**Textabschnitt**
━━━━━━━━━━━━━━━━━━━━

Stephen Baxter: Anti-Eis

Im Dampfraumschiff zum Mond!
Stephen Baxter: Anti-Eis
(Heyne 06/5891)

Was für eine beklemmende Vision: Ende des 19. Jahrhunderts ist das britische Empire ein alles beherrschendes, totalitäres Weltreich. Und der Grund dafür ist die Entdeckung von Anti-Eis in der Antarktis.
Das ist keine Antimaterie im üblichen Sinne, wie der Name vermuten lassen könnte. Aber etwas in der Art schon. Nur bei arktischen Temperaturen ist diese Substanz, die Teil eines Kometen war, stabil, weil dann ihre interne Supraleitfähigkeit ein Magnetfeld aufrechterhält, das die Annihilation verhindert. Wem das zu kompliziert klingt, der wird allerdings an dem Roman kaum Freude haben. Er ist gespickt mit altertümlich anmutenden, aber dennoch höchst phantastischen Erklärungen.

━━━━━━━━━━━━━━━━━━━━

Einträge aus einem Datensatz zur Punktbeschriftung:
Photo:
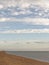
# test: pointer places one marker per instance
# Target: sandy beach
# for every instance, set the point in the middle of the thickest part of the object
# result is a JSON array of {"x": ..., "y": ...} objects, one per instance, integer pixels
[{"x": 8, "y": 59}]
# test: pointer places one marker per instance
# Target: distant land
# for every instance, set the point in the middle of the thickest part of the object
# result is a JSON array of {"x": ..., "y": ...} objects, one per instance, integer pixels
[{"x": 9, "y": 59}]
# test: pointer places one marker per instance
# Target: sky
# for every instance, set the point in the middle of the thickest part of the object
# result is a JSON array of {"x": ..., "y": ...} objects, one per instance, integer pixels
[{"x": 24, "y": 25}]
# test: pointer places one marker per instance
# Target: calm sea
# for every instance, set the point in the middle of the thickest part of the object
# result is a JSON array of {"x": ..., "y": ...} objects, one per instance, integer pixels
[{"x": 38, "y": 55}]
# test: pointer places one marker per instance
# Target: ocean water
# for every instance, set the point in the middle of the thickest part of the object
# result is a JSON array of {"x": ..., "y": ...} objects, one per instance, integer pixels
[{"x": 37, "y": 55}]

━━━━━━━━━━━━━━━━━━━━

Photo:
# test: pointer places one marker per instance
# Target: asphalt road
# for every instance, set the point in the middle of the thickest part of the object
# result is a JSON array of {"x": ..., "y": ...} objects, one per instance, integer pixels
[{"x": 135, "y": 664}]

━━━━━━━━━━━━━━━━━━━━

**Anforderungen**
1 - Gib den Abschnitt der Rezension zu „Anti-Eis“ wörtlich wieder, der mit den Worten "Das ist keine" einsetzt und mit "höchst phantastischen Erklärungen." schließt.
2 - Führe die Rezension zu Stephen Baxters Roman „Anti-Eis“ nach ihrem letzten Satz weiter.

**Ergebnisse der Übung**
1 -
Das ist keine Antimaterie im üblichen Sinne, wie der Name vermuten lassen könnte. Aber etwas in der Art schon. Nur bei arktischen Temperaturen ist diese Substanz, die Teil eines Kometen war, stabil, weil dann ihre interne Supraleitfähigkeit ein Magnetfeld aufrechterhält, das die Annihilation verhindert. Wem das zu kompliziert klingt, der wird allerdings an dem Roman kaum Freude haben. Er ist gespickt mit altertümlich anmutenden, aber dennoch höchst phantastischen Erklärungen.

2 -
Jedenfalls haben die Briten ein Monopol auf den Stoff, der als äußerst effektive und billige Energiequelle dient. Auf Anti-Eis basiert inzwischen die gesamte Industrie und Technologie. Doch auf welche Weise, das ist schon irgendwie seltsam. Man verwendet das Eis, als sei es Kohle, nämlich zur Dampferzeugung. Zwar kennt man Elektrizität, aber es fahren die Einschienenbahnen offenbar mit Dampf, der von Anti-Eis Turbinen erzegt wird. Sogar ein so unsinnig anmutendes Projekt wie ein gigantisches Landschiff wird realisiert. Und nicht zuletzt entsteht der Prototyp eines Raumschiffes, gebaut von Sir Traveller, der scheinbar als das einzige Universalgenie seiner Zeit beinahe alle Erfindungen macht.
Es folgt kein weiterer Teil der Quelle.